▶ _THE PROBLEM_: Copy out all of the data below with no alterations.

▶ _DATASET RECORDS_:
^^^^^^^^

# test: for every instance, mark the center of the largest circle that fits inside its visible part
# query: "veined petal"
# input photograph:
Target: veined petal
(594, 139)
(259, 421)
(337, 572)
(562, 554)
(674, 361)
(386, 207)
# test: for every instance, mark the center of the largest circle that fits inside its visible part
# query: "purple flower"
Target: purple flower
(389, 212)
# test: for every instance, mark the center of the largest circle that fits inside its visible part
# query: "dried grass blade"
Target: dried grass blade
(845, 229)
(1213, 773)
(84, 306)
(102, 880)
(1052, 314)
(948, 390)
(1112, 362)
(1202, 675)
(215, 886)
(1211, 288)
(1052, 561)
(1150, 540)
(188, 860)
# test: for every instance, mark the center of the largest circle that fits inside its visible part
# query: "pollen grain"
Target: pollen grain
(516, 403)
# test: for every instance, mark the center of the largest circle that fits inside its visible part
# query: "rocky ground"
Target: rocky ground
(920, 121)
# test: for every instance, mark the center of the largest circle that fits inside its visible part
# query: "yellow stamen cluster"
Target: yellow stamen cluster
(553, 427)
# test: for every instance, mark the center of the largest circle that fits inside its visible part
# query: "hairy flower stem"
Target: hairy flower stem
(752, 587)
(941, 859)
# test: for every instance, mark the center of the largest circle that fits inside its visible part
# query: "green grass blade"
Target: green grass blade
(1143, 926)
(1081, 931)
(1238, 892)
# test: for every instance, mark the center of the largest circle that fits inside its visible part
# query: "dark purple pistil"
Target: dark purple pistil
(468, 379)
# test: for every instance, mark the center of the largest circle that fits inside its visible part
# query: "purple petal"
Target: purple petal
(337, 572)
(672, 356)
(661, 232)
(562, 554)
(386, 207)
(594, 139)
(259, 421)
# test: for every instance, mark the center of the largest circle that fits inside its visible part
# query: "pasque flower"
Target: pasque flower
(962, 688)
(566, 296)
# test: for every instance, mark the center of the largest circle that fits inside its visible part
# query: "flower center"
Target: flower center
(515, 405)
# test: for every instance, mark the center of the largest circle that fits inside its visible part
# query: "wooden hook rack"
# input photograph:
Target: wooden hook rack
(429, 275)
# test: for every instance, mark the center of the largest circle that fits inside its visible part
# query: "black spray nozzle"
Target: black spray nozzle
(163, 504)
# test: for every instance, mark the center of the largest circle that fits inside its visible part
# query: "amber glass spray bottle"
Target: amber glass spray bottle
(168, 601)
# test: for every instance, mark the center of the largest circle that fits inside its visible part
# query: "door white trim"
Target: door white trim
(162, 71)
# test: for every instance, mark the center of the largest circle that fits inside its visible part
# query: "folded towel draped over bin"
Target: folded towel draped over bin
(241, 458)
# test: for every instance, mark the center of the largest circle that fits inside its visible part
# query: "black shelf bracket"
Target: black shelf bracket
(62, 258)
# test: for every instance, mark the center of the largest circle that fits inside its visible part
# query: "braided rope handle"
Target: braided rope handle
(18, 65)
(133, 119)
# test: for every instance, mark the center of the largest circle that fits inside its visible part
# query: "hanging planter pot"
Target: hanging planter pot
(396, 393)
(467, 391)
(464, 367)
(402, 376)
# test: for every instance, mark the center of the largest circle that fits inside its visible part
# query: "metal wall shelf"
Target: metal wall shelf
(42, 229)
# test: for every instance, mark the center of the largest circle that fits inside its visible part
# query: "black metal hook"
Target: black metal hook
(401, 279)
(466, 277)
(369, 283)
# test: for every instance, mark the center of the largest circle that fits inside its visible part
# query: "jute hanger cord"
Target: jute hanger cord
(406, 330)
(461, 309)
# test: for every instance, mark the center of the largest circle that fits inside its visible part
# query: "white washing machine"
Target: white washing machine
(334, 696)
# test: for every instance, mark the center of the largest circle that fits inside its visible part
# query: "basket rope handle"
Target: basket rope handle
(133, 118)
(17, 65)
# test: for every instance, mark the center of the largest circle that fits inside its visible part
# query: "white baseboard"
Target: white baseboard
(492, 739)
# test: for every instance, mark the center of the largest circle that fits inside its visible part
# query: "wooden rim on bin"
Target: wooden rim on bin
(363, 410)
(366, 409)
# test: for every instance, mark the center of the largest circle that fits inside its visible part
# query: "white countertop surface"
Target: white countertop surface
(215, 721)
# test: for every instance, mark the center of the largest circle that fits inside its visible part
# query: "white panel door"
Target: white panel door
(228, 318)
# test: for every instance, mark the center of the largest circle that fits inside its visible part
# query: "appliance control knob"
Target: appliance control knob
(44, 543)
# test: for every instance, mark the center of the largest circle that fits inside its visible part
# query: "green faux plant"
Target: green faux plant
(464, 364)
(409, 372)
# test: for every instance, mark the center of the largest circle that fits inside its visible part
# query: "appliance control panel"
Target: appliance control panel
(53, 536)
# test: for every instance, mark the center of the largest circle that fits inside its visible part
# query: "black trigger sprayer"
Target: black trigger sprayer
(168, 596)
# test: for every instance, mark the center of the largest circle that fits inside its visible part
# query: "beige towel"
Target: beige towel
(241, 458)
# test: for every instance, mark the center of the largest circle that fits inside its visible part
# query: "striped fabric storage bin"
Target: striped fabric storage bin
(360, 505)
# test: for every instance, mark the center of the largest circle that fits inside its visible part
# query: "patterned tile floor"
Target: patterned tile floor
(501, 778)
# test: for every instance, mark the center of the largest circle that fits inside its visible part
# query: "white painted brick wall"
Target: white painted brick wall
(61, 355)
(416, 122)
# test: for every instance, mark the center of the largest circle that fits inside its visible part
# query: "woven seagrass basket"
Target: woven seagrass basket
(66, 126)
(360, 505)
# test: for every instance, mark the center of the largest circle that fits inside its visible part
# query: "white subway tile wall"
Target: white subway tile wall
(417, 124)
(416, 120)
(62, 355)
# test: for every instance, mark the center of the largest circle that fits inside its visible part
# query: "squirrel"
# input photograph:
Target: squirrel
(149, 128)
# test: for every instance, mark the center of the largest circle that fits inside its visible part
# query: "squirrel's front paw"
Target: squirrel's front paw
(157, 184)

^^^^^^^^

▶ _TASK OUTPUT_:
# test: for every instance, mark the center of the largest circle that fits inside its visible part
# query: "veined petal"
# input photograph:
Target: veined petal
(594, 139)
(259, 421)
(337, 572)
(562, 554)
(674, 361)
(386, 207)
# test: for every instance, mark the center of the largest circle that fits inside its visible part
# query: "purple flower"
Target: purple flower
(389, 212)
# test: for every instance, mark the center of the largest circle that fits inside its visible part
# query: "dried grass blade"
Target: dried grass blade
(845, 229)
(1213, 773)
(84, 306)
(102, 880)
(1052, 314)
(948, 390)
(1112, 362)
(1202, 675)
(215, 886)
(1211, 288)
(1052, 561)
(1150, 540)
(188, 860)
# test: for every instance, mark the center of the largest circle that fits inside its visible part
# query: "pollen grain"
Target: pollen grain
(516, 403)
# test: for every instance, mark the center of the largest circle that fits inside its visible part
# query: "rocky ground"
Target: rocky ground
(920, 121)
# test: for every instance, mark the center of the largest circle that fits inside its visible part
# query: "yellow stamen cluster"
Target: yellow stamen cluster
(553, 427)
# test: for every instance, mark the center of the largest circle that fits inside its visible part
# query: "hairy flower stem"
Target: hairy flower stem
(752, 587)
(941, 859)
# test: for every instance, mark the center of the largest circle that fits inside its visible part
# query: "green grass blade"
Target: green grass blade
(1143, 926)
(1081, 931)
(1238, 892)
# test: for every instance, mark the center of the largest circle that fits inside its visible part
# query: "dark purple pistil"
Target: dark purple pistil
(468, 379)
# test: for every instance, mark the center of the largest circle that fits inside its visible part
# query: "purple petal"
Target: purple petal
(337, 572)
(672, 356)
(661, 232)
(562, 554)
(386, 207)
(594, 139)
(259, 421)
# test: for every instance, mark the center of the largest circle that fits inside its visible part
# query: "pasque flower"
Target: pasque flower
(962, 688)
(566, 296)
# test: for every instance, mark the center of the largest circle that fits inside its visible part
# query: "flower center"
Target: flower center
(515, 405)
# test: for every instance, mark the center of the largest circle that fits inside its visible part
# query: "wooden hook rack"
# input photograph:
Target: wooden hook rack
(429, 275)
# test: for every instance, mark the center of the largest circle that fits inside its visible part
# query: "black spray nozzle"
Target: black spray nozzle
(163, 504)
# test: for every instance, mark the center of the largest circle that fits inside its visible part
# query: "amber glass spray bottle"
Target: amber glass spray bottle
(168, 601)
# test: for every instance, mark the center of the largest circle that fits inside its visible part
# query: "door white trim"
Target: door white trim
(162, 71)
# test: for every instance, mark the center of the largest circle that fits inside its visible part
# query: "folded towel draped over bin"
Target: folded towel draped over bin
(241, 458)
# test: for every instance, mark the center of the largest circle that fits inside its visible part
# query: "black shelf bracket"
Target: black shelf bracket
(62, 258)
# test: for every instance, mark the center of the largest circle that fits inside its visible part
# query: "braided rope handle"
Target: braided rope handle
(18, 65)
(133, 119)
# test: for every instance, mark the center of the largest circle that fits inside its visible part
# query: "hanging planter pot"
Target: hanging planter pot
(396, 393)
(467, 391)
(464, 367)
(402, 376)
# test: for every instance, mark the center of the largest circle that fits inside its visible part
# query: "metal wall shelf"
Target: metal wall shelf
(42, 229)
# test: for every instance, mark the center of the largest circle that fits inside its visible part
# query: "black metal hook"
Target: black metal hook
(401, 279)
(466, 277)
(369, 283)
# test: for every instance, mark the center of the largest circle that fits inside its visible part
# query: "jute hanger cord"
Target: jute hanger cord
(406, 330)
(461, 309)
# test: for every instance, mark the center of the largest circle that fits inside its visible part
# query: "white washing machine"
Target: white washing machine
(334, 696)
# test: for every instance, mark the center of the largest circle that fits inside its visible part
# query: "basket rope handle"
Target: basket rope handle
(133, 118)
(17, 65)
# test: for every instance, mark the center of the largest circle that fits inside its visible part
# query: "white baseboard"
Target: white baseboard
(492, 739)
# test: for every instance, mark the center of the largest circle that fits inside its visible part
# query: "wooden rim on bin"
Target: wooden rim on bin
(363, 410)
(366, 409)
# test: for every instance, mark the center of the largest circle that fits inside its visible part
# query: "white countertop surface"
Target: white countertop surface
(215, 721)
# test: for every instance, mark the center of the largest circle that fits inside its visible part
# query: "white panel door"
Target: white panel door
(228, 318)
# test: for every instance, mark the center of the largest circle that fits inside its visible part
# query: "appliance control knob"
Target: appliance control knob
(44, 543)
# test: for every instance, mark the center of the largest circle that fits inside its visible part
# query: "green faux plant"
Target: green faux plant
(464, 364)
(409, 372)
# test: for every instance, mark the center of the largest circle that fits inside its visible part
# query: "appliance control panel"
Target: appliance control panel
(53, 536)
# test: for every instance, mark the center of the largest circle that fits inside its visible part
# query: "black trigger sprayer"
Target: black trigger sprayer
(168, 596)
# test: for every instance, mark the center of the largest circle that fits inside its visible part
# query: "beige towel"
Target: beige towel
(241, 458)
# test: for every instance, mark the center of the largest circle that fits inside its visible part
# query: "striped fabric storage bin"
Target: striped fabric storage bin
(360, 505)
# test: for every instance, mark the center of the largest circle that fits inside its visible part
# query: "patterned tile floor"
Target: patterned tile floor
(501, 778)
# test: for every instance, mark the center of the largest circle that fits inside its visible part
# query: "white painted brick wall"
Target: white painted brick wall
(61, 355)
(416, 122)
# test: for every instance, mark the center of the largest circle that fits inside its visible part
# query: "woven seagrass basket"
Target: woven seagrass basket
(66, 126)
(360, 505)
# test: for every instance, mark the center of the largest circle that fits inside its visible part
# query: "white subway tile wall"
Target: white subway tile wall
(417, 124)
(416, 120)
(62, 355)
# test: for every instance, mark the center of the largest circle that fits inside its visible part
# query: "squirrel"
# input photograph:
Target: squirrel
(149, 128)
# test: for every instance, mark the center of the largest circle that fits inside its visible part
# query: "squirrel's front paw"
Target: squirrel's front paw
(157, 184)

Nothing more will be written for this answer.